• [TAREAS]:
- A) En la reseña sobre Las brujas de Salem, reproduce el pasaje entre "Las brujas …" y "de Gilda Hernández[2].", ambos inclusive, sustituyendo "patrocinado" por "auspiciado".
- B) Responde con la reseña sobre Las brujas de Salem:
(i) ¿En qué año terminó Arthur Miller el texto de la obra?
(ii) ¿Quién dirigió la puesta de 1968 del Taller Dramático?
(iii) ¿En qué sala se presenta la versión de Fabricio Hernández Medina?
- C) Redacta la continuación de la reseña sobre Las brujas de Salem a partir de su última oración.

+++ FRAGMENTO SELECCIONADO

Continúa en escena durante todo el mes de noviembre Las Brujas de Salem, del célebre autor estadounidense Arthur Miller, en versión y dirección artística de Fabricio Hernández Medina, en la sala Hubert de Blanck
Por Esther Suárez Durán
La escena cubana muestra en estas semanas una situación de privilegio. En su cartelera coexisten estrenos absolutos de espectáculos contemporáneos con clásicos de la tradición escénica occidental como La señorita Julia, La zapatera prodigiosa o Las brujas de Salem.
Solo faltaría que los docentes de la enseñanza media se animasen a visitar nuestras instalaciones y exhortasen a sus estudiantes a hacerlo, de manera que la enseñanza de la Literatura halle su complemento en nuestros predios.
En este inusual panorama destaca la nueva puesta en escena del texto de Arthur Miller, terminado en 1952 y estrenado un año más tarde.
Las brujas … fue representada en los escenarios cubanos en 1956 y 1960, bajo la dirección de Andrés Castro con su grupo Las Máscaras[1]. En 1961 volvió la obra a escena, dirigida por Abelardo Estorino y Rolando Ferrer, como un espectáculo patrocinado por el Teatro Nacional. Más tarde, en 1968, la presentó el Taller Dramático (fundado en 1962) bajo la dirección de Gilda Hernández[2].
Desde la puesta de Carlos Díaz con Teatro El público, en el 2000, no tengo noticias de que la obra haya vuelto a la escena… hasta estos días.

++++++
+++ DATOS EXTRAÍDOS

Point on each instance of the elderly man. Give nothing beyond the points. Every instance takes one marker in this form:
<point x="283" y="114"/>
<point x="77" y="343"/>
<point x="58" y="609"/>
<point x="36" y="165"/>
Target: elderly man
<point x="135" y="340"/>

++++++

• [RESPUESTAS]:
- A)
Las brujas … fue representada en los escenarios cubanos en 1956 y 1960, bajo la dirección de Andrés Castro con su grupo Las Máscaras[1]. En 1961 volvió la obra a escena, dirigida por Abelardo Estorino y Rolando Ferrer, como un espectáculo auspiciado por el Teatro Nacional. Más tarde, en 1968, la presentó el Taller Dramático (fundado en 1962) bajo la dirección de Gilda Hernández[2].

- B)
(i) En 1952.
(ii) Gilda Hernández.
(iii) En la sala Hubert de Blanck.

- C)
Con un elenco de más de veinte personas Fabricio Hernández Medina se dio a la tarea de revisitar el poblado de Salem, bajo la perspectiva del dramaturgo estadounidense.
Para colocar las palabras que siguen en su justo contexto me gustaría, en primer término, agradecer a todos los colegas que hacen teatro en Cuba en las actuales condiciones. Desde este punto de vista, creo que los integrantes de la Compañía Teatral Hubert de Blanck han realizado una hazaña al proponerse llevar al escenario en estos momentos una obra de tal magnitud y hacerlo sin concesiones. La versión realizada por ellos sobre el texto original de cuatro actos, que ahora produce un espectáculo de poco menos de dos horas, no atenta contra el mismo, sino que muestra respeto e inteligencia, mientras garantiza su viabilidad para nuestros públicos y nuestras coordenadas de programación y consumo de espectáculos escénicos.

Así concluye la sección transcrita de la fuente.